**Request**. Please go through the records below and find every line containing the word "that". Copy each of those lines in full.

──────

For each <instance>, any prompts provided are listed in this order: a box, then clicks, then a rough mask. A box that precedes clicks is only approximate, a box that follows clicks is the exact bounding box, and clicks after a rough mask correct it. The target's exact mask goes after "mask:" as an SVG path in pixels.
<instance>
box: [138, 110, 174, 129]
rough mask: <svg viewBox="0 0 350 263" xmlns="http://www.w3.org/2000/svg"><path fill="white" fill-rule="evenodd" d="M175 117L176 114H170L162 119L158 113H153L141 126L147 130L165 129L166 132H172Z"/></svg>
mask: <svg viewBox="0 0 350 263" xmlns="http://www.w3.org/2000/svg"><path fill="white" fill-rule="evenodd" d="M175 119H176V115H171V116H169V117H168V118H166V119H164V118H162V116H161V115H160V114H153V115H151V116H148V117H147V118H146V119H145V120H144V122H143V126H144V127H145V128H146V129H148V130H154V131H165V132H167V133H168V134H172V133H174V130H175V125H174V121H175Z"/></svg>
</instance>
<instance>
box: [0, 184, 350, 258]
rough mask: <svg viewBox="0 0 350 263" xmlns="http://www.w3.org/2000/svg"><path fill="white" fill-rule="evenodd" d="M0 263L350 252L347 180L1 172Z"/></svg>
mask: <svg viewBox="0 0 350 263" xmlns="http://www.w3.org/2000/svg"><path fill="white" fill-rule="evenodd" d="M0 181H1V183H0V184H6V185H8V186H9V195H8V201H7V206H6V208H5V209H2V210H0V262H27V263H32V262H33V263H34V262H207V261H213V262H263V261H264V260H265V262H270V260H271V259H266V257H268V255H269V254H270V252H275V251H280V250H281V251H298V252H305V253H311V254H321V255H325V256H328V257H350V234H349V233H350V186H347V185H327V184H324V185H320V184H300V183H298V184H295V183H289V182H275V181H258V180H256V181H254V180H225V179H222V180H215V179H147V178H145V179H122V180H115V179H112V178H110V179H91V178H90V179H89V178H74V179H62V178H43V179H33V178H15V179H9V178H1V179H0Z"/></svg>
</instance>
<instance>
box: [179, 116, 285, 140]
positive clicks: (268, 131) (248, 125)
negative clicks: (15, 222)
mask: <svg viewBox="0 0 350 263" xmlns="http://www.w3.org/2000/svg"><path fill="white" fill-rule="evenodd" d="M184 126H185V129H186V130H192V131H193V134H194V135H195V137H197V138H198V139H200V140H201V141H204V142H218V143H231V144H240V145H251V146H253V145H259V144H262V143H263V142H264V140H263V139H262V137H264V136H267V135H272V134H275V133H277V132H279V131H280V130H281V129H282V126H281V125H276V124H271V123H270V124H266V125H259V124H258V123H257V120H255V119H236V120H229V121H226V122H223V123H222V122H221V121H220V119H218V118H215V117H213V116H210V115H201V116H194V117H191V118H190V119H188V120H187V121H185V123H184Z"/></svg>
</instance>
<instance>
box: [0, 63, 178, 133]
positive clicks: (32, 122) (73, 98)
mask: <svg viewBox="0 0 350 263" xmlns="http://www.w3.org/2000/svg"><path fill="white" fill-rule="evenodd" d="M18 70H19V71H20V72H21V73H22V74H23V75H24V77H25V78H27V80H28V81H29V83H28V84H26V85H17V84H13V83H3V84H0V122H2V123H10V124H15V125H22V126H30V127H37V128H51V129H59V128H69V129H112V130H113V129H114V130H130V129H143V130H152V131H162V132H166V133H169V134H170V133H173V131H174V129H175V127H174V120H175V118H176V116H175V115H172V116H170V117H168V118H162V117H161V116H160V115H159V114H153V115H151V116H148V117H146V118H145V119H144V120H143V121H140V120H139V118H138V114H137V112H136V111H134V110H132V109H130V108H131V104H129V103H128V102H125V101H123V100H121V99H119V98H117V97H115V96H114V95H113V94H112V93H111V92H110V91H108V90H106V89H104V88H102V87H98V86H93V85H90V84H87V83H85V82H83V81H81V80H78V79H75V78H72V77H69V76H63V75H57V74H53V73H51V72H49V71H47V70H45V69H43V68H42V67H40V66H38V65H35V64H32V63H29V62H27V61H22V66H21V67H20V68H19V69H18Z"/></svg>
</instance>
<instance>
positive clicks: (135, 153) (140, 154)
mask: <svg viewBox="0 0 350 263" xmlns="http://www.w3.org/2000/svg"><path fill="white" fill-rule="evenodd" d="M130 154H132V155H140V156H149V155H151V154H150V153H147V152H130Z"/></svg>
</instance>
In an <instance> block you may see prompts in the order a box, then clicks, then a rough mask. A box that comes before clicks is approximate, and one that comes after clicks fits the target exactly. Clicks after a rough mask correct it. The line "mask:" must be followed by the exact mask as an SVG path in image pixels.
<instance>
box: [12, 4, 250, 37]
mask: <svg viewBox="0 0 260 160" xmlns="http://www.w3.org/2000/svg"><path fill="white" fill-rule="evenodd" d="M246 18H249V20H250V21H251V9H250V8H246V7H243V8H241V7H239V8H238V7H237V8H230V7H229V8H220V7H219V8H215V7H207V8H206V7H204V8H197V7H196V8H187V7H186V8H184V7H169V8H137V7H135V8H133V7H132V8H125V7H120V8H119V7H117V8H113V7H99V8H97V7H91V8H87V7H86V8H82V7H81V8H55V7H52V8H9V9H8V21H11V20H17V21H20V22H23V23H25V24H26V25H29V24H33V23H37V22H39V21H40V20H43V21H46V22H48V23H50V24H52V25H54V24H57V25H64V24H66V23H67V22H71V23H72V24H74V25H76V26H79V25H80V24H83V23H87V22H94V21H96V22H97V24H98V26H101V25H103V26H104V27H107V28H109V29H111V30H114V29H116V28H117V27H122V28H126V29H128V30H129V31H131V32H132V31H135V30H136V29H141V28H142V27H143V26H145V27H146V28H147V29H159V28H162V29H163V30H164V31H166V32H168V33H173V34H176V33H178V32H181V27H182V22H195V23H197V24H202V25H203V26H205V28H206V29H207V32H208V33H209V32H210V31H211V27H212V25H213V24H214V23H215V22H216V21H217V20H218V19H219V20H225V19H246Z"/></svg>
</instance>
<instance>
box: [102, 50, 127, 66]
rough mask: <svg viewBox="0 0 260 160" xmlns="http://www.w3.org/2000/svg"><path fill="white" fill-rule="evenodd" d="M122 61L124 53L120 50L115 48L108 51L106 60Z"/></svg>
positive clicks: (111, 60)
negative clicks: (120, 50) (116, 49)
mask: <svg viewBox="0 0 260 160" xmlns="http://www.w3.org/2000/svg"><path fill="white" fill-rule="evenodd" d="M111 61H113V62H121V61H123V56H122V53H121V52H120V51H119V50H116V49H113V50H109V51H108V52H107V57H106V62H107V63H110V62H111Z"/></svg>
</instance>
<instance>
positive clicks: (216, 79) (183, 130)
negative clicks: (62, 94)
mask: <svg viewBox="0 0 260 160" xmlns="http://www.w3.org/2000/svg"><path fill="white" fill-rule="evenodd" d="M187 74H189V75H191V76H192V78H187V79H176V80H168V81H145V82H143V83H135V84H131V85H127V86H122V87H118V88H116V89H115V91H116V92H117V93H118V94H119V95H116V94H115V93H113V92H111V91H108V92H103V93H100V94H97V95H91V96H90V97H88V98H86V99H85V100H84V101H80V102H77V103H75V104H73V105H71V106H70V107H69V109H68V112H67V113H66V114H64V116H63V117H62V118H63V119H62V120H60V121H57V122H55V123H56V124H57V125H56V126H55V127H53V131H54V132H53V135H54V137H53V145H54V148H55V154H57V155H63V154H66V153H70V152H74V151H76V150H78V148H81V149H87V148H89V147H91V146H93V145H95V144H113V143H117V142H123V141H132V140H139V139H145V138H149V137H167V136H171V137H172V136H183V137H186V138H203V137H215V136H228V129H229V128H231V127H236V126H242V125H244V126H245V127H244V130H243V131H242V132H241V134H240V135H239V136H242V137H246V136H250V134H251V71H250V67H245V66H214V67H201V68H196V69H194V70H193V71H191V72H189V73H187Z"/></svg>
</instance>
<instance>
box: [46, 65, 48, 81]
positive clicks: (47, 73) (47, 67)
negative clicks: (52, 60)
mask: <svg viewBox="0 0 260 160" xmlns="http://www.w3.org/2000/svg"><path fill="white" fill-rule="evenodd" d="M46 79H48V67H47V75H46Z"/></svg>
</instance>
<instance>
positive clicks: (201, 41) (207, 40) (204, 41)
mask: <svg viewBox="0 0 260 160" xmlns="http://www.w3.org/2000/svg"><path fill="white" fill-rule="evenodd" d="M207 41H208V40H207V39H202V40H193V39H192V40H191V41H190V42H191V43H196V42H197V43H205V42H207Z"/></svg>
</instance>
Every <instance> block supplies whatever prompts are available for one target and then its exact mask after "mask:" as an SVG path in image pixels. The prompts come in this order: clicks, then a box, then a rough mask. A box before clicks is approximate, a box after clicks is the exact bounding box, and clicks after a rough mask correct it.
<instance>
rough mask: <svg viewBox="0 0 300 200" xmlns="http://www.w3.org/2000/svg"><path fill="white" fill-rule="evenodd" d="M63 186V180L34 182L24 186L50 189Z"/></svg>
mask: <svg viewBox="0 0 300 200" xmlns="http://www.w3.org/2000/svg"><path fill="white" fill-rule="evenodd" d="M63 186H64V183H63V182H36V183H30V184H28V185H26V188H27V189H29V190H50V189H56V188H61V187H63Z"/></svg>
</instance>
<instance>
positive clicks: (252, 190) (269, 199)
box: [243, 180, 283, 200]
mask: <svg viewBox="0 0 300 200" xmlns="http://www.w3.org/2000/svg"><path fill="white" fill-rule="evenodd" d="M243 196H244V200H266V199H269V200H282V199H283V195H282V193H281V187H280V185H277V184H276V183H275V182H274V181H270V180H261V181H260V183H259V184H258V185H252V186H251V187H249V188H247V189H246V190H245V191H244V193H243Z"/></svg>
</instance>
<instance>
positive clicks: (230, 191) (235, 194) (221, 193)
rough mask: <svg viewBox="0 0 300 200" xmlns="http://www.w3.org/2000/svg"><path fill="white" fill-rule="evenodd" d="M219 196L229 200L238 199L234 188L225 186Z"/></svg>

──────

**Reply to the task**.
For each <instance>, any prompts provided are listed in this order: a box, then clicks, then a rough mask. A box that precedes clicks is only approximate, a box that follows clicks is the exact bounding box, and clicks after a rough mask correct it. The target's exact mask goes after "mask:" as an SVG path in pixels.
In an <instance> block you may see prompts in the order a box, then clicks, then a rough mask. A box that comes before clicks is approximate, and one that comes after clicks fits the target exactly. Clicks after a rough mask correct it. The line "mask:" must be followed by the exact mask as an SVG path in image pixels.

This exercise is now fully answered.